==== DATA FOR THE TASK ====
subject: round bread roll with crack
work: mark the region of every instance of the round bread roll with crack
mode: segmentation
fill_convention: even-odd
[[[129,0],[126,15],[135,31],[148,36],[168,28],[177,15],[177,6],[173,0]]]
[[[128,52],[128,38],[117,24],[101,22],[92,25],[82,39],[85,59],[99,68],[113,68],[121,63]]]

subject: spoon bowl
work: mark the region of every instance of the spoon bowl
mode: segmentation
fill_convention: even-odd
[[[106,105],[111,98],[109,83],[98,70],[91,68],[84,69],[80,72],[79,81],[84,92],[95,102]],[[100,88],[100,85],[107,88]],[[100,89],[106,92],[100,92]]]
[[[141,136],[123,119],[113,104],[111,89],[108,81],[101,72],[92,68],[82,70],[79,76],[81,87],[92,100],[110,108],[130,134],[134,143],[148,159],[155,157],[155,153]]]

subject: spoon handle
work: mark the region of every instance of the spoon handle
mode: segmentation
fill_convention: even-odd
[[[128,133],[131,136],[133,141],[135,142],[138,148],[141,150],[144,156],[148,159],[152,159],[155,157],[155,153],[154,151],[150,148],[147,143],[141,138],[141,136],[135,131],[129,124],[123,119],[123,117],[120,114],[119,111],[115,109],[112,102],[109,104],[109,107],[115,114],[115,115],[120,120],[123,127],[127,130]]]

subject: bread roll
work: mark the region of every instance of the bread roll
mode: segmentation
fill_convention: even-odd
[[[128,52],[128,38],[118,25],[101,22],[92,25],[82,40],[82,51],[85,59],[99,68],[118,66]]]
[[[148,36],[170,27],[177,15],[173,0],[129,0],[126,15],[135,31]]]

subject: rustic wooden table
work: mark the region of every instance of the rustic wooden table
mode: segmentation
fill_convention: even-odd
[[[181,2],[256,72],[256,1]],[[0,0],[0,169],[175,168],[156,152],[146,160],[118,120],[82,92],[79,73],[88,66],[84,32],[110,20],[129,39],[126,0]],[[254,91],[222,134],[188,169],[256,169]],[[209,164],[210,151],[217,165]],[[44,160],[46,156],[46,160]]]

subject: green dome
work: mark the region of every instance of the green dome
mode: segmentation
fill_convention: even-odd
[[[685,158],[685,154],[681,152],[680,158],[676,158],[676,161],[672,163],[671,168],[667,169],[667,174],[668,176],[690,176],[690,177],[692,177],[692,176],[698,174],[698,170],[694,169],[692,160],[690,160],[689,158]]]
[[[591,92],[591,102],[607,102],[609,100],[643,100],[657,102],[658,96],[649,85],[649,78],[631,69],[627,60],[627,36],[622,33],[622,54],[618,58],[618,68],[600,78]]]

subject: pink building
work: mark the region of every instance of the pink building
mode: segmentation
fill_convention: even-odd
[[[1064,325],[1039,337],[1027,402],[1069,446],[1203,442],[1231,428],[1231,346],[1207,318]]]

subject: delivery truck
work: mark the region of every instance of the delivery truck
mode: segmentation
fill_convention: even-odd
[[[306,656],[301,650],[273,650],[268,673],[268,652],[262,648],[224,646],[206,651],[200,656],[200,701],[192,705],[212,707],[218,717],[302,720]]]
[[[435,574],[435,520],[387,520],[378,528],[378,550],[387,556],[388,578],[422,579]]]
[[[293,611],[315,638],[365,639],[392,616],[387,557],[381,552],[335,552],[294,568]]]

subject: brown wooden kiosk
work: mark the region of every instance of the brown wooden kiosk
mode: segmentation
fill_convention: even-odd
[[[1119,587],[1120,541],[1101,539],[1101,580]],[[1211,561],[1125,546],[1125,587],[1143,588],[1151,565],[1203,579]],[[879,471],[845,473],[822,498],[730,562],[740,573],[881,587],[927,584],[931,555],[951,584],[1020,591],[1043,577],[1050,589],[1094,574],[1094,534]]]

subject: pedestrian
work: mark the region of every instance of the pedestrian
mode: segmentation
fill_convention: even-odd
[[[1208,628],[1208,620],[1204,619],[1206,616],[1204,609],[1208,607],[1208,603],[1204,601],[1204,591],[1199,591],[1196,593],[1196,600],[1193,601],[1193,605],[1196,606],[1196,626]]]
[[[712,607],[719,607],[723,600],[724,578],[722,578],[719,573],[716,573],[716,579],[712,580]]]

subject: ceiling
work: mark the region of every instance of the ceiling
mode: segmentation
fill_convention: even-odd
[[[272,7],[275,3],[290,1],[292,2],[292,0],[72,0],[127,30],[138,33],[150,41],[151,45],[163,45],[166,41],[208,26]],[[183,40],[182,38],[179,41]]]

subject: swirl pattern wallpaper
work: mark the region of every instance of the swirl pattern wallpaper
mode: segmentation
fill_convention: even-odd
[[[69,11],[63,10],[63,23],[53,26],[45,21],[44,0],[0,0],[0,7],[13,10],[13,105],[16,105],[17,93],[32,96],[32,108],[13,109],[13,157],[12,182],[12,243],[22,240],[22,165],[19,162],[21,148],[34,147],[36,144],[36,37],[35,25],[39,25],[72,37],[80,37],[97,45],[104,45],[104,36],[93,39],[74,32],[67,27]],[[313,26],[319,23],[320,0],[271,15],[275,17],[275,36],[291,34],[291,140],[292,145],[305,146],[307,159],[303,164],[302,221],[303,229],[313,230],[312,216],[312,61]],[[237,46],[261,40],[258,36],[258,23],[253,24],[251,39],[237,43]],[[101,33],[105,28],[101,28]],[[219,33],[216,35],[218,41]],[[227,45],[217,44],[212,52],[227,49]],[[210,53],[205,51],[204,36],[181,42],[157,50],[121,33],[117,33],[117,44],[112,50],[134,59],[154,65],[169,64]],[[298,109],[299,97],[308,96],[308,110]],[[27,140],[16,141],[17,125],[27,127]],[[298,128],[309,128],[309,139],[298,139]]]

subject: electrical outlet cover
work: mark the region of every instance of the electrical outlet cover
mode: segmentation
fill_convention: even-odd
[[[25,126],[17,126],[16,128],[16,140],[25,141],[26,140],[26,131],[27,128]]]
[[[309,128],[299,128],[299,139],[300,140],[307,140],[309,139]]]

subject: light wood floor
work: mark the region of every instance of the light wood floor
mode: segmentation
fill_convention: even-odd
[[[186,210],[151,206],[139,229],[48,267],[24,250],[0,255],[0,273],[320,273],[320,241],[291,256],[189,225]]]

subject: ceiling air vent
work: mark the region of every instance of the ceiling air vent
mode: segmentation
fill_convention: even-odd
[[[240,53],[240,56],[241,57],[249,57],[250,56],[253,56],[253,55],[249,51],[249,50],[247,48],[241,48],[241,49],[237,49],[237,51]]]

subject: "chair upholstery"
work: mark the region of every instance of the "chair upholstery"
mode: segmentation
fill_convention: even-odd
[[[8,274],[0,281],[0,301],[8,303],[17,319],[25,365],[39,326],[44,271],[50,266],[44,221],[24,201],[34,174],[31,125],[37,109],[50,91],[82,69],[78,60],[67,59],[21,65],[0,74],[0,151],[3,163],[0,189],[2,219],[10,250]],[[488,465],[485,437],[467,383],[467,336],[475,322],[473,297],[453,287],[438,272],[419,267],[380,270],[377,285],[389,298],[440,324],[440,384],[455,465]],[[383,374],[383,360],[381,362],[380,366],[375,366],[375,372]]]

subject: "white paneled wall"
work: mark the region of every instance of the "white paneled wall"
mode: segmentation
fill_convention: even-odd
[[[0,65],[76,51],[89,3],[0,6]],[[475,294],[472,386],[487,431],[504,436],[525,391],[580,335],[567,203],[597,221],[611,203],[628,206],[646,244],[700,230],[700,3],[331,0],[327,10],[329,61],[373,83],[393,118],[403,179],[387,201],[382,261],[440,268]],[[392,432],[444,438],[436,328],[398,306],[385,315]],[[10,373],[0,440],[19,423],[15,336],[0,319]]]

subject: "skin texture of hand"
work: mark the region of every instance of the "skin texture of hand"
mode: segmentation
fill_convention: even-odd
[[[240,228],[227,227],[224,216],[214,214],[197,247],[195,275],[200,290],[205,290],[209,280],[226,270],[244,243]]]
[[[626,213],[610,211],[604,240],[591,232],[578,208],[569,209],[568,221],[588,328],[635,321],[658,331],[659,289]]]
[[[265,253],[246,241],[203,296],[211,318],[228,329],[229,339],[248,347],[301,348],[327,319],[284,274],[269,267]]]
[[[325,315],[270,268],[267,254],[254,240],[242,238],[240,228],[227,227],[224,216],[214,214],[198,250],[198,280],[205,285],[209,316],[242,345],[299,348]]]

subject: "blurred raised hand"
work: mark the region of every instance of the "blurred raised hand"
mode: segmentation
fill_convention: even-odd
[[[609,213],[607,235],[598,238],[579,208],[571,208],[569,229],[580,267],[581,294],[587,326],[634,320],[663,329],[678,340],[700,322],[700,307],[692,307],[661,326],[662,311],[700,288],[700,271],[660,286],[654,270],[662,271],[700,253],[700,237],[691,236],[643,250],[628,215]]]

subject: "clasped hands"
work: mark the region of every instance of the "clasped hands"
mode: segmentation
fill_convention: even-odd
====
SET PROBLEM »
Could you reproduce the material from the line with "subject: electrical outlet cover" up to and including the line with "[[[309,128],[299,128],[299,139],[300,140],[307,140],[309,139]]]", copying each line verbatim?

TASK SOLUTION »
subject: electrical outlet cover
work: mark the region of every instance of the electrical outlet cover
mode: segmentation
fill_convention: even-odd
[[[25,126],[17,126],[16,128],[16,140],[25,141],[26,140],[26,131],[27,128]]]
[[[309,128],[299,128],[299,139],[300,140],[307,140],[309,139]]]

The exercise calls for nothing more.